- Tarefas do exercício -
[A] Reescreva o trecho do texto de leitura entre "O problema da" e "reagir ou adoecer.", inclusive, trocando "psicologia" por "psiquiatria".
[B] Resuma o texto de leitura em duas frases.

- Texto de leitura -
⟨

O problema da análise que apenas vê aspectos psicológicos é que, além de limitada, é um dos sintomas do quanto a psicologia, como área de conhecimento, é frágil. A disciplina mostra que pode ser facilmente cooptada pela classe dominante como arma poderosa para a defesa de seus próprios interesses, disfarçados de ciência, algo que também é extremamente preocupante. Para não dizer aterrorizador, já que estamos no tema. Ela pode ser usada para determinar quem é doente mental ou não de acordo com os interesses dessa classe. Pior, ajuda a apagar a luta de classes, colocando os problemas mentais como questões individuais. Infelizmente, nem todo mundo é capaz de se adequar a sugadores de sangue em seu pescoço sem reagir ou adoecer.

Não é possível ter dúvidas de que os três filmes retratam o Conde Drácula, ou Orlok, como um parasita por causa da sua classe social. No caso do filme de Eggers, a representação é espetacular. Trata-se de um corpo em putrefação sustentado por sangue dos que estão vivos, ou seja, dos que trabalham. Nesse contexto, o cineasta enterra de vez o vampiro sedutor e angustiado das décadas anteriores.

⟩

- Entradas do conjunto de dados -
⟨

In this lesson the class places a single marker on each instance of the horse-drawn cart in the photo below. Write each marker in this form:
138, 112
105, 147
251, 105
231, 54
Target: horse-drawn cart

⟩

- Resultados esperados -
[A]
O problema da análise que apenas vê aspectos psicológicos é que, além de limitada, é um dos sintomas do quanto a psiquiatria, como área de conhecimento, é frágil. A disciplina mostra que pode ser facilmente cooptada pela classe dominante como arma poderosa para a defesa de seus próprios interesses, disfarçados de ciência, algo que também é extremamente preocupante. Para não dizer aterrorizador, já que estamos no tema. Ela pode ser usada para determinar quem é doente mental ou não de acordo com os interesses dessa classe. Pior, ajuda a apagar a luta de classes, colocando os problemas mentais como questões individuais. Infelizmente, nem todo mundo é capaz de se adequar a sugadores de sangue em seu pescoço sem reagir ou adoecer.

[B] O texto afirma que a análise que vê apenas aspectos psicológicos é limitada e revela a fragilidade da psicologia, que pode ser cooptada pela classe dominante para determinar quem é doente mental e para apagar a luta de classes, tratando os problemas mentais como questões individuais. Também sustenta que os três filmes retratam o Conde Drácula, ou Orlok, como um parasita por causa da sua classe social, e que no filme de Eggers ele é um corpo em putrefação sustentado pelo sangue dos que trabalham, o que enterra o vampiro sedutor e angustiado das décadas anteriores.